*What the task requires*:
Turn the rows into a numbered list, starting with the line that contains "[point] every instance of the brown" and running through the final row, both included. Omit any blank lines.

(Pointing dataset rows)
===
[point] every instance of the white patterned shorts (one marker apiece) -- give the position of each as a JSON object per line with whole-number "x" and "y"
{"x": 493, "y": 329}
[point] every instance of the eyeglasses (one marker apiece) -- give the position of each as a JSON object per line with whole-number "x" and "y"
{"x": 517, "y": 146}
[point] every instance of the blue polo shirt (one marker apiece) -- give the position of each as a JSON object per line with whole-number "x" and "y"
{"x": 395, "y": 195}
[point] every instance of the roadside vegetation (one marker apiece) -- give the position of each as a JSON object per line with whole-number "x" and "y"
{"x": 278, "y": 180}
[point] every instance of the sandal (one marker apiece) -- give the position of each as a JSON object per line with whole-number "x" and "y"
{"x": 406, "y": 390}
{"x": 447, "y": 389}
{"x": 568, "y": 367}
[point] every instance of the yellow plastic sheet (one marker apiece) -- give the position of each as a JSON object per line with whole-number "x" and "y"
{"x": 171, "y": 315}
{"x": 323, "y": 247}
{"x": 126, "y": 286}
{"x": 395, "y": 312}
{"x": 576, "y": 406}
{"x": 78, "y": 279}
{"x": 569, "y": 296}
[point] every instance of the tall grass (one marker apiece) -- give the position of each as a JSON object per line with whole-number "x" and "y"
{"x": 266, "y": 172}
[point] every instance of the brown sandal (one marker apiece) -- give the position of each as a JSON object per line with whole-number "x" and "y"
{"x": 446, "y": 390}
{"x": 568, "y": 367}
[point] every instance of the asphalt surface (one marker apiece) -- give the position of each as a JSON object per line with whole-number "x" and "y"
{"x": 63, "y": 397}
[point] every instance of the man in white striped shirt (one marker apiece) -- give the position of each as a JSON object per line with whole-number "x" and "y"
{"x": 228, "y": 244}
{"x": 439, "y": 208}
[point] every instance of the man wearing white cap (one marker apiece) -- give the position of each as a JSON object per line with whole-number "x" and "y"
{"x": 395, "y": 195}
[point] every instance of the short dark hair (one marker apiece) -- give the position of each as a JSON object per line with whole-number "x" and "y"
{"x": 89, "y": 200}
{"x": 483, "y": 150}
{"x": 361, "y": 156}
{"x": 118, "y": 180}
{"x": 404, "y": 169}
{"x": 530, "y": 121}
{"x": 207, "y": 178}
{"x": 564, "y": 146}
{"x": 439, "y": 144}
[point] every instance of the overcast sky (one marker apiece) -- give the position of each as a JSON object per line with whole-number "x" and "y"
===
*Task answer*:
1. [point] every instance of the brown sandal (one marker apiece) -- give the position of each as a JSON object per line with whole-number "x" and "y"
2. {"x": 446, "y": 390}
3. {"x": 568, "y": 367}
4. [point] every instance of the asphalt surface (one marker apiece) -- give the position of each as a JSON object per line with whole-number "x" and "y"
5. {"x": 63, "y": 397}
6. [point] every instance of the man in white striped shirt (one marker apiece) -- give the position of each as a JSON object per line with whole-number "x" and "y"
7. {"x": 228, "y": 244}
8. {"x": 439, "y": 208}
9. [point] every instance of the man wearing white cap (one marker apiece) -- give the position of each as a JSON object per line with whole-number "x" and "y"
10. {"x": 395, "y": 195}
11. [point] every instance of the short dark hair (one marker apiece) -- give the position of each as a JSON object per line with whole-number "x" and "y"
12. {"x": 89, "y": 200}
13. {"x": 483, "y": 150}
14. {"x": 361, "y": 156}
15. {"x": 118, "y": 180}
16. {"x": 404, "y": 169}
17. {"x": 530, "y": 121}
18. {"x": 207, "y": 178}
19. {"x": 564, "y": 146}
20. {"x": 439, "y": 144}
21. [point] every instance of the overcast sky (one marker apiece) -- give the position of each as a JSON object per line with whole-number "x" and "y"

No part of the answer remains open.